## PAGE TEXT
Optimizing Gentamicin Dosing in Pediatrics Using Monte Carlo Simulations


    loading  Checking for direct PDF access through Ovid

Abstract

Gentamicin is known to have concentration-dependent bactericidal activity, and its nephrotoxic effect is well described. We developed a population pharmacokinetic/pharmacodynamic model to optimize gentamicin dosing in pediatrics. Data were retrospectively collected for pediatric patients 1 month to 12 years of age, admitted to general pediatric wards or intensive care units and received gentamicin for suspected or proven Gram-negative infections at King Saud University Medical City, Riyadh, Saudi Arabia. A total of 306 gentamicin peak and trough concentrations sets from 107 patients were analyzed with mean (±standard deviation) patient age and weight of 4.5 ± 3.5 years and 16.7 ± 10.8 kg, respectively. Gentamicin pharmacokinetics were adequately described with a one compartment system (R2 = 0.82, bias = 1.75% and precision = 88% for population predictions and R2 = 0.94, bias = 5% and precision = 29% for individual predictions). The gentamicin pharmacokinetic parameters were as follows: volume of distribution = 8.9 L, total body clearance = 2.8 L/h for a 20-kg patient. Monte Carlo simulations showed that doses of 5–6 mg/kg/dose once daily are adequate only to treat infections with Gram-negative organisms having minimal inhibitory concentration less than 1 µg/mL. While, at minimal inhibitory concentration of 1 µg/mL, higher doses (7–8 mg/kg/dose once daily) are needed to maximize the efficacy of gentamicin. However, at minimal inhibitory concentration of 2 µg/mL, even a 10 mg/kg dose showed poor target attainment (52%). The finding of this study highlights the need to reevaluate the current breakpoints of gentamicin and also to assess the safety of higher doses of gentamicin in pediatrics.

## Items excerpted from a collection

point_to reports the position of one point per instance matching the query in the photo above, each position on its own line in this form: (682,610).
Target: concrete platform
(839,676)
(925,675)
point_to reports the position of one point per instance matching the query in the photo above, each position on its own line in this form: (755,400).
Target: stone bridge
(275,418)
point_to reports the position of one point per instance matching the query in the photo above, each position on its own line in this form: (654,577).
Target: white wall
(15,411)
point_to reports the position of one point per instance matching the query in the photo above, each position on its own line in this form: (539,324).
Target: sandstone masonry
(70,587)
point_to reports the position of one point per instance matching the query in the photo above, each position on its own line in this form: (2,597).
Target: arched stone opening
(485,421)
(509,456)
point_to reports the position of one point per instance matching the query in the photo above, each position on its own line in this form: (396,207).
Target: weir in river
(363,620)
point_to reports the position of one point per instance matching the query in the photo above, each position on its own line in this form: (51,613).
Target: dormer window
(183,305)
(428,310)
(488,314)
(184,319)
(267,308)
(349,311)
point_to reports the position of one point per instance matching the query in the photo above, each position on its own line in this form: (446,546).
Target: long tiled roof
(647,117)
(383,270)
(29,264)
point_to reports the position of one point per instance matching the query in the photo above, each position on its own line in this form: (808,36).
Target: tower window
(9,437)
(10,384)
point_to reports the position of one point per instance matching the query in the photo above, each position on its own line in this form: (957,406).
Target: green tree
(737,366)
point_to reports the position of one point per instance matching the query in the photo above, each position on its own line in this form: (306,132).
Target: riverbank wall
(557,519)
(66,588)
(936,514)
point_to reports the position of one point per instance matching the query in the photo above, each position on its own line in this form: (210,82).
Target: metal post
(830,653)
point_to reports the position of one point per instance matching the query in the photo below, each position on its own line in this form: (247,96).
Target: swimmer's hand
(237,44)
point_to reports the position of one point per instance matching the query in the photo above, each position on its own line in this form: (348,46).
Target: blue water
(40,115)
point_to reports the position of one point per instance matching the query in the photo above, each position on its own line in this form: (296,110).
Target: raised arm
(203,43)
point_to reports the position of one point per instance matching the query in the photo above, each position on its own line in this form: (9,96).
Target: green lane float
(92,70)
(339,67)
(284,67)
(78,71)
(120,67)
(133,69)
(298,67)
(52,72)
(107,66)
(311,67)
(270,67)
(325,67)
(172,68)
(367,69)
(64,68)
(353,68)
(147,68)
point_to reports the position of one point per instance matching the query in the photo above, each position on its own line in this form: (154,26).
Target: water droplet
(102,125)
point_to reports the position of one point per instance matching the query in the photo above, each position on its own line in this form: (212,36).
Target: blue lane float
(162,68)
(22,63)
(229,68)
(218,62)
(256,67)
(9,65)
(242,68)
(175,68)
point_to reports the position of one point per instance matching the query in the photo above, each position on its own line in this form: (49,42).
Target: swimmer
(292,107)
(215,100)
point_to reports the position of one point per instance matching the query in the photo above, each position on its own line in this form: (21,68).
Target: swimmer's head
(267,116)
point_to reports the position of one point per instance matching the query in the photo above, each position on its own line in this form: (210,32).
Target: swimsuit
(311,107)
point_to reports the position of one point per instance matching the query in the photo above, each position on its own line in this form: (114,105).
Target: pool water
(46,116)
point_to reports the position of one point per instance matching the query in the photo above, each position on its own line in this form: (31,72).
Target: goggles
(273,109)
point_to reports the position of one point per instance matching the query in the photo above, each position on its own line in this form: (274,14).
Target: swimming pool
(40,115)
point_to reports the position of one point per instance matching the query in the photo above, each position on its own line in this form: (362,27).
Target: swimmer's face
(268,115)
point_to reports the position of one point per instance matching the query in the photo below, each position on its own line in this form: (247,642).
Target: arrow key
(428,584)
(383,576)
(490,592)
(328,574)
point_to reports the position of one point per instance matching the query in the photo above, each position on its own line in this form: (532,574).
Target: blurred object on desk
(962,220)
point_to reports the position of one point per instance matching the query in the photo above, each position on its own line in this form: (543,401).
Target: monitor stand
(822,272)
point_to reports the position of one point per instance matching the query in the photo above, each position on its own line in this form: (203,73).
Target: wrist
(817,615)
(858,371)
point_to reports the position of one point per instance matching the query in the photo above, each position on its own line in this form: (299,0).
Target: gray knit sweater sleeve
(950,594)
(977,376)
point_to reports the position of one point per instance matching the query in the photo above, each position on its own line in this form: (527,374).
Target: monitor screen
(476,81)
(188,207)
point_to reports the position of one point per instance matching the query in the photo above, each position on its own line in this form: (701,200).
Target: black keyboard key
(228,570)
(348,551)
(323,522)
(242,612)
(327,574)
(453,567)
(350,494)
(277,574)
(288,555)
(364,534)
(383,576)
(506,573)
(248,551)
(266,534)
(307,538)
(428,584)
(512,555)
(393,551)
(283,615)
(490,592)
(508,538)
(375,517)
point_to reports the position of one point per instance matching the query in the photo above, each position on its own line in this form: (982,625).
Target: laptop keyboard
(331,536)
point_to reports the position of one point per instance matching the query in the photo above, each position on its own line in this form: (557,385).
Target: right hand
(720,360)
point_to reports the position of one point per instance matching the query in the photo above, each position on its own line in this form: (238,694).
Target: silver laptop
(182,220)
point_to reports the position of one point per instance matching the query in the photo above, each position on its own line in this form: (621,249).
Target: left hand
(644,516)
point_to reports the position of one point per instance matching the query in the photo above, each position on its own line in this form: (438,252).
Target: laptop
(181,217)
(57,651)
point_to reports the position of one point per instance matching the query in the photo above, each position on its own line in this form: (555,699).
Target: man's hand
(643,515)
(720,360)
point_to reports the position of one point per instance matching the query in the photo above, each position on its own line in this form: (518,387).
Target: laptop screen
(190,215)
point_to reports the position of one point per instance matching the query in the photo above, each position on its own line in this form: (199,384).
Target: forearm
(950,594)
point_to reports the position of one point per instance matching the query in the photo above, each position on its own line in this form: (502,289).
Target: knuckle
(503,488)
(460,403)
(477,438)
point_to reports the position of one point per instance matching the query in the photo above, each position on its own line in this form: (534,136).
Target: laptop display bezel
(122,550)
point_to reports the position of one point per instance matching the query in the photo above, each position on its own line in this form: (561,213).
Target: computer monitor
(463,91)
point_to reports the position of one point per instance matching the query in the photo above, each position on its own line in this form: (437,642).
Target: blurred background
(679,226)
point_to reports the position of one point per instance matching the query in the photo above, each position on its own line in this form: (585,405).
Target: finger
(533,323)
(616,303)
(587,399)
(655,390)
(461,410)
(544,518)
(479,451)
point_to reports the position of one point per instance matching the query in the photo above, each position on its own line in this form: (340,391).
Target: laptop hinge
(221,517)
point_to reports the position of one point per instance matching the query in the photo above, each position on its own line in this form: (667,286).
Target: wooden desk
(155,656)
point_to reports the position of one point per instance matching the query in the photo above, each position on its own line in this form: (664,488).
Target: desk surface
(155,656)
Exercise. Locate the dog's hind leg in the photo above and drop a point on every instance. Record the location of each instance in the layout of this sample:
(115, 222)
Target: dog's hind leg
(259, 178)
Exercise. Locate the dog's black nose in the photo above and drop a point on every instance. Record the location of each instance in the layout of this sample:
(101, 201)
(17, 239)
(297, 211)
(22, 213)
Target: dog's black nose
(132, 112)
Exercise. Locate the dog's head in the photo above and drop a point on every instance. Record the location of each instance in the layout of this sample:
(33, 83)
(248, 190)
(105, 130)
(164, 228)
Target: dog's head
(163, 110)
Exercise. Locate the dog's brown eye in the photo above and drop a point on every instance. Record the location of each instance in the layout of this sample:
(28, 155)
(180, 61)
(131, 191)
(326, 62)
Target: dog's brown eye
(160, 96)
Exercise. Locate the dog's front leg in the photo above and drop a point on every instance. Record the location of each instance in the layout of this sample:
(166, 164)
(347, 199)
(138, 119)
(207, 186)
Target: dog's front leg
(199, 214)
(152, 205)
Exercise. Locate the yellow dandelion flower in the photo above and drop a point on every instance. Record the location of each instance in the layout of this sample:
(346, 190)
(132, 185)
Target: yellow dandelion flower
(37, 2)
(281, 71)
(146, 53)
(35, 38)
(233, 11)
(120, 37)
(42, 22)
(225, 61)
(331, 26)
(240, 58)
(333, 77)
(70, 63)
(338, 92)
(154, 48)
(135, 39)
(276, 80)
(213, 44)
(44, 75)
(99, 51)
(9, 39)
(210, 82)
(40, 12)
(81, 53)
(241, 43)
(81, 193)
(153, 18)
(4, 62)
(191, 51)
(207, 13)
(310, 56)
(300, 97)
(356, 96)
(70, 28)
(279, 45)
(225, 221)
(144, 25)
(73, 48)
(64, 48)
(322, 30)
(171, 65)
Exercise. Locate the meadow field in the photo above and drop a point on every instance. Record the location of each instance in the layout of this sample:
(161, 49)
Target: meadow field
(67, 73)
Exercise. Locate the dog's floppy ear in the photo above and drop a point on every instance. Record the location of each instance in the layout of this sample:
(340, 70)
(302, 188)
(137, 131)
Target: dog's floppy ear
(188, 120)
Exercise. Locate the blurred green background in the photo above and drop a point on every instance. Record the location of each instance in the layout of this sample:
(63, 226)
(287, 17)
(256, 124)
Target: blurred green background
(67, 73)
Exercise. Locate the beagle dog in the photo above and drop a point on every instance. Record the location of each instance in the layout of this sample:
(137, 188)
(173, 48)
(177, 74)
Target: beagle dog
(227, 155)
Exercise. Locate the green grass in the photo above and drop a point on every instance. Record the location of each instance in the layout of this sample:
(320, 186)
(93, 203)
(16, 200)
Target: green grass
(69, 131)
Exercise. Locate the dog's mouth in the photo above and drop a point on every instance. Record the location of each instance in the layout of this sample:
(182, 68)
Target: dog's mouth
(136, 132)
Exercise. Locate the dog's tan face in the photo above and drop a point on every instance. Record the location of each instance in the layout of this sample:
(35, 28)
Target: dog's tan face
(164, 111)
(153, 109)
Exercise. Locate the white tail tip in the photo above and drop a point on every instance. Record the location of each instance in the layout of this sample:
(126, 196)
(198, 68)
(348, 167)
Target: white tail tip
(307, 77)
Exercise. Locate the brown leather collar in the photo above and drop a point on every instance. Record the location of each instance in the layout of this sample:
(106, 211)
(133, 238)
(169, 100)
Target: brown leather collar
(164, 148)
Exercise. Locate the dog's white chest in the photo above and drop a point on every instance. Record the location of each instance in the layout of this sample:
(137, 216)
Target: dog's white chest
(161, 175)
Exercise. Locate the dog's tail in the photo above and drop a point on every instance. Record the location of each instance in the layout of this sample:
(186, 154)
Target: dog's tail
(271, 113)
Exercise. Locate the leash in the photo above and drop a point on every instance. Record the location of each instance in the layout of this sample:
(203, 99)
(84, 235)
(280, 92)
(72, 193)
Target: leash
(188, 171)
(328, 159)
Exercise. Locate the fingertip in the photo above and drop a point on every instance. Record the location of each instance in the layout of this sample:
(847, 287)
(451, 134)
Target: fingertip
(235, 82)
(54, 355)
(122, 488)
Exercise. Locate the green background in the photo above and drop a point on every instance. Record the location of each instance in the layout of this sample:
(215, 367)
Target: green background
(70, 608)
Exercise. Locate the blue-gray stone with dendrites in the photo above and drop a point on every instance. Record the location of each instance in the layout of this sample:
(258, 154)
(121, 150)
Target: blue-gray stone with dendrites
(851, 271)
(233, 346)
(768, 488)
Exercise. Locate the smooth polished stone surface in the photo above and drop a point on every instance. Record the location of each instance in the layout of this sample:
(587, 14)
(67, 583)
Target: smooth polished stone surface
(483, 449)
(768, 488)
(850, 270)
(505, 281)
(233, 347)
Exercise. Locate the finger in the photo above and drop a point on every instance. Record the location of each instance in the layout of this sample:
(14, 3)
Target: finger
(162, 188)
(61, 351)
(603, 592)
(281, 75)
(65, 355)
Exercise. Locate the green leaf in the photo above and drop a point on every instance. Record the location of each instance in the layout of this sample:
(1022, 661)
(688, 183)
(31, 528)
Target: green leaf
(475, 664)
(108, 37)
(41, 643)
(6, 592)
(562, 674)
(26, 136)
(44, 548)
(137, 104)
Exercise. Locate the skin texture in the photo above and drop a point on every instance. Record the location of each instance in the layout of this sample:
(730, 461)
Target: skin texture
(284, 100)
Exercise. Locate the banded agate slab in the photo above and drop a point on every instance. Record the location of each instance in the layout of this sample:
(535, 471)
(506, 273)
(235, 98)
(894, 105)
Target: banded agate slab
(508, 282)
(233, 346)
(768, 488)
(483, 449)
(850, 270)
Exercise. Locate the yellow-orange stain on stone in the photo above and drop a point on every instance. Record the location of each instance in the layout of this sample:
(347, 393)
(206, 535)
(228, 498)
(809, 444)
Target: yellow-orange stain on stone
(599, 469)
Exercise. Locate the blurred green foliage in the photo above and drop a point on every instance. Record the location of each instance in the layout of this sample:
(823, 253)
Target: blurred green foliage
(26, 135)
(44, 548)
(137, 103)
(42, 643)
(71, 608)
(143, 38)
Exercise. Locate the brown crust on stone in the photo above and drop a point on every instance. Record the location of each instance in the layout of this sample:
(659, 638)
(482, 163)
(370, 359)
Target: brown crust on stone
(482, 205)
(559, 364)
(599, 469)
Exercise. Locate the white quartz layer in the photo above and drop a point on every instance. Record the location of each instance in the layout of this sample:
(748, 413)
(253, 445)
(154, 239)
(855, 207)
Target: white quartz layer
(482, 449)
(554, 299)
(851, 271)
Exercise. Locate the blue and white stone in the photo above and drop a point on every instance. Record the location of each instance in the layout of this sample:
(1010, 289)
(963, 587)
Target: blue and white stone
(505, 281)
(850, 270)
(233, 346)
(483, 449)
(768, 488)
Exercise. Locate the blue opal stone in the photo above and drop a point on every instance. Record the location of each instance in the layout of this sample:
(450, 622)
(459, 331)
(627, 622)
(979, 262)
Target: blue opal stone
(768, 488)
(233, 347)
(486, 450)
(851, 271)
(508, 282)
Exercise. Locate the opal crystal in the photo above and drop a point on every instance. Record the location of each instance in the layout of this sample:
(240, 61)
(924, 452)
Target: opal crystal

## WHAT THE TASK REQUIRES
Please mark each statement below yes or no according to the gentamicin abstract, quoting the words that decide it.
1. The patients in the study were between 1 month and 12 years of age.
2. At a minimal inhibitory concentration of 2 µg/mL, a 10 mg/kg dose reached good target attainment.
3. Gentamicin pharmacokinetics were described with a two compartment system.

## RESPONSE
1. Yes: "pediatric patients 1 month to 12 years of age"
2. No: "even a 10 mg/kg dose showed poor target attainment (52%)"
3. No: "adequately described with a one compartment system"